# Working data
-------------------------
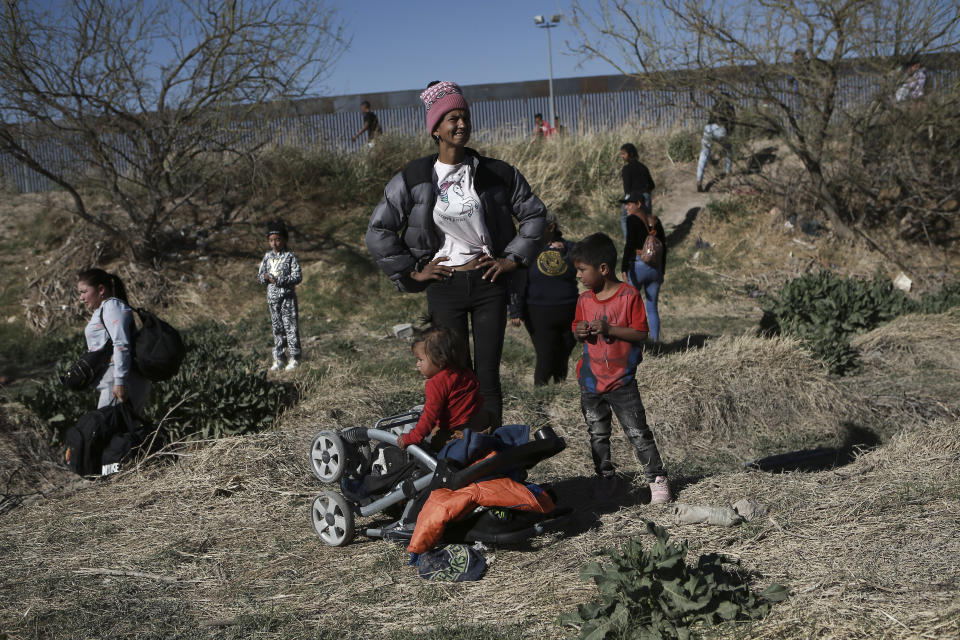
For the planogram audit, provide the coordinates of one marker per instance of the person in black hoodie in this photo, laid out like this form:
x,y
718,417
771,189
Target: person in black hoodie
x,y
545,298
644,277
636,179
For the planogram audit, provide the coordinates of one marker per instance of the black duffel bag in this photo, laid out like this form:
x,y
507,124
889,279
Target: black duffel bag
x,y
105,438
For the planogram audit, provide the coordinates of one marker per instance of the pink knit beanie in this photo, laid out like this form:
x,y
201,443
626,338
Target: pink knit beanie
x,y
441,98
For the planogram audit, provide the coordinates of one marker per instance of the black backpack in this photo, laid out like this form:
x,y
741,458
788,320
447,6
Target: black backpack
x,y
158,349
105,438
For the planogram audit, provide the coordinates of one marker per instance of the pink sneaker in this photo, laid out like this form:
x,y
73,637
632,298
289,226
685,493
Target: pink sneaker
x,y
660,491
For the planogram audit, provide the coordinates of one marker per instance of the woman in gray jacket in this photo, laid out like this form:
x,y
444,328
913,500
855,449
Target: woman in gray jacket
x,y
446,225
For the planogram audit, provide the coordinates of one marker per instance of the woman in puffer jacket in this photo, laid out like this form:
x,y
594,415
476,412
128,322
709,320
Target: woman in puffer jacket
x,y
446,225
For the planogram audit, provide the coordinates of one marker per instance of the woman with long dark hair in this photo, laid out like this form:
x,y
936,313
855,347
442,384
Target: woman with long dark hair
x,y
636,179
446,225
104,294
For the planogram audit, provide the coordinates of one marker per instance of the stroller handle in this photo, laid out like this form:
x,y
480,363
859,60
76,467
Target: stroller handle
x,y
422,456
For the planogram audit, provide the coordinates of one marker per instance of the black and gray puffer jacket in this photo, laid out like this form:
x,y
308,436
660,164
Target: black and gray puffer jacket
x,y
402,236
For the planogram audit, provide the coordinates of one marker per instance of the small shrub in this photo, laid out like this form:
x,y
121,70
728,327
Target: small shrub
x,y
222,392
655,594
824,311
682,146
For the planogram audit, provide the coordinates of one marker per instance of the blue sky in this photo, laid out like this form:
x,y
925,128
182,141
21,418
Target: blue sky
x,y
403,44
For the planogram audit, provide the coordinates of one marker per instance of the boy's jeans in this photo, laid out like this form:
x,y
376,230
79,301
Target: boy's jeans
x,y
626,402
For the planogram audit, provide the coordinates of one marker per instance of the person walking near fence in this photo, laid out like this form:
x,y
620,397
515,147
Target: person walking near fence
x,y
544,297
636,179
446,225
112,320
719,127
280,271
371,124
641,269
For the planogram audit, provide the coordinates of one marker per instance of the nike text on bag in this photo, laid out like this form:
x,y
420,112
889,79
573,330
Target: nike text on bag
x,y
104,439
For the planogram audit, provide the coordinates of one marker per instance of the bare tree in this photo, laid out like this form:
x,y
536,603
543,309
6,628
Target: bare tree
x,y
784,61
151,99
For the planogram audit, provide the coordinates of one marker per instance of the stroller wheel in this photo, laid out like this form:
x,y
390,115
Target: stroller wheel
x,y
333,519
328,456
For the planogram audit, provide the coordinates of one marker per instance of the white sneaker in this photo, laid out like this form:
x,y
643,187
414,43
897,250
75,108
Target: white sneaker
x,y
660,491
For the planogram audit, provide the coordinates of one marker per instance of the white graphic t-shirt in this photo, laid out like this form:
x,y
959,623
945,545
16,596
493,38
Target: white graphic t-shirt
x,y
458,215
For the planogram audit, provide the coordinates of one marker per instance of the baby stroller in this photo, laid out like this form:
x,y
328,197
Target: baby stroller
x,y
376,476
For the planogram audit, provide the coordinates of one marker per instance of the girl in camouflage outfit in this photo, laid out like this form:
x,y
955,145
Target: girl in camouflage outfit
x,y
280,271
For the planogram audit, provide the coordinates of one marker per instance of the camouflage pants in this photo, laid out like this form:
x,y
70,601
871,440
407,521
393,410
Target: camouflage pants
x,y
286,328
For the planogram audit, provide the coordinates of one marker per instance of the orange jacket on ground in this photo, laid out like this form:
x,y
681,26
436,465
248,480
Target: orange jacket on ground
x,y
444,506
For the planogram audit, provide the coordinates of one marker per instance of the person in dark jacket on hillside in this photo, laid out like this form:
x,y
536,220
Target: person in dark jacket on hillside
x,y
545,298
446,225
719,126
644,277
636,179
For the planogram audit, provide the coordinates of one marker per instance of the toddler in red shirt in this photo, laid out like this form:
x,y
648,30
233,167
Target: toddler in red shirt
x,y
453,393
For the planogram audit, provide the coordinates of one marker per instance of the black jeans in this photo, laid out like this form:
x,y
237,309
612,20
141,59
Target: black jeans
x,y
626,402
549,329
465,294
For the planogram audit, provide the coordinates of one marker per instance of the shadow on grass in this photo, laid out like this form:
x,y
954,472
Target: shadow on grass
x,y
856,440
691,341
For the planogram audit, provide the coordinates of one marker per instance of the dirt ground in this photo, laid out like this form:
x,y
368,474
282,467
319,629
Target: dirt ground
x,y
214,540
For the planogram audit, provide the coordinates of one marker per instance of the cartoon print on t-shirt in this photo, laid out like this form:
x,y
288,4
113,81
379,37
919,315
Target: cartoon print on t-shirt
x,y
455,181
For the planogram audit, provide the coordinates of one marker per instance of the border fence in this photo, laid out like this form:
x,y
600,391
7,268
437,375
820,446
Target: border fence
x,y
499,112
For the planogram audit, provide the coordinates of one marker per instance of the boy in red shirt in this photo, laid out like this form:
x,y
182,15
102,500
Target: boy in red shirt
x,y
611,323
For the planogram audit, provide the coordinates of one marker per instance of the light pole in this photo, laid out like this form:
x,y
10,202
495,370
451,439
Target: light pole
x,y
541,22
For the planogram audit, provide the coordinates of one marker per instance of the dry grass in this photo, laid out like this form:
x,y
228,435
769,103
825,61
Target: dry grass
x,y
215,541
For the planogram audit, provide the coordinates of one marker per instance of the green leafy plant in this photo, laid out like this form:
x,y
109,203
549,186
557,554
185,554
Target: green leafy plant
x,y
217,391
824,310
682,146
655,594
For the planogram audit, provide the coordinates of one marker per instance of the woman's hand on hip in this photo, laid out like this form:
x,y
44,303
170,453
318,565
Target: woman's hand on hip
x,y
495,267
433,270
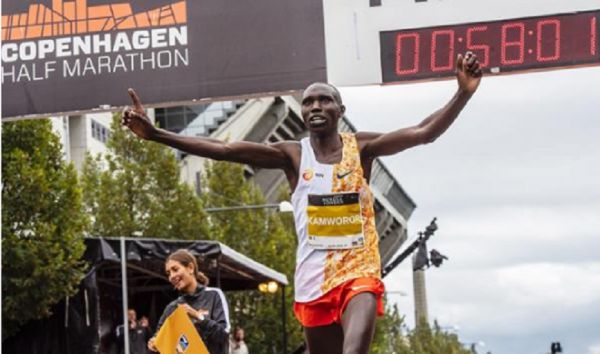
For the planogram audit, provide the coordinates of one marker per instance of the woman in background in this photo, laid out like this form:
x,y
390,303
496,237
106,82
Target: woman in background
x,y
206,307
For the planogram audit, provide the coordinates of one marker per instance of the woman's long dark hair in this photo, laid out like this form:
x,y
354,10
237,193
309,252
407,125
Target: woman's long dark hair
x,y
185,257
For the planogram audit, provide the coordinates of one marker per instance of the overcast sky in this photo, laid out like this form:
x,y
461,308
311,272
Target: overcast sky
x,y
515,184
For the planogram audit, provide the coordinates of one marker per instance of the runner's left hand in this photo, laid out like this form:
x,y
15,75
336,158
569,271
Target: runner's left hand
x,y
468,72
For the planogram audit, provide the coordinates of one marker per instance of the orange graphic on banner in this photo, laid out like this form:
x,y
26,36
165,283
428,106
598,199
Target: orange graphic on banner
x,y
75,17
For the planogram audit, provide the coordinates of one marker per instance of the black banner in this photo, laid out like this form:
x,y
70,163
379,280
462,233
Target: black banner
x,y
67,56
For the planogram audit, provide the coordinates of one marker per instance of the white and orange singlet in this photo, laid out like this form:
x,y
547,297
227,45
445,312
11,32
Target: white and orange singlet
x,y
335,223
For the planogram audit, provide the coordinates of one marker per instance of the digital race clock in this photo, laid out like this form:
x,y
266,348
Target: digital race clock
-------------------------
# About this exercise
Would you please return every line in the listing where "clock" shows up?

# Exercise solution
For the planogram audit, provide the coordinates of one marker per instance of the digital race clock in this photo, laid out like this form:
Target: digital race clock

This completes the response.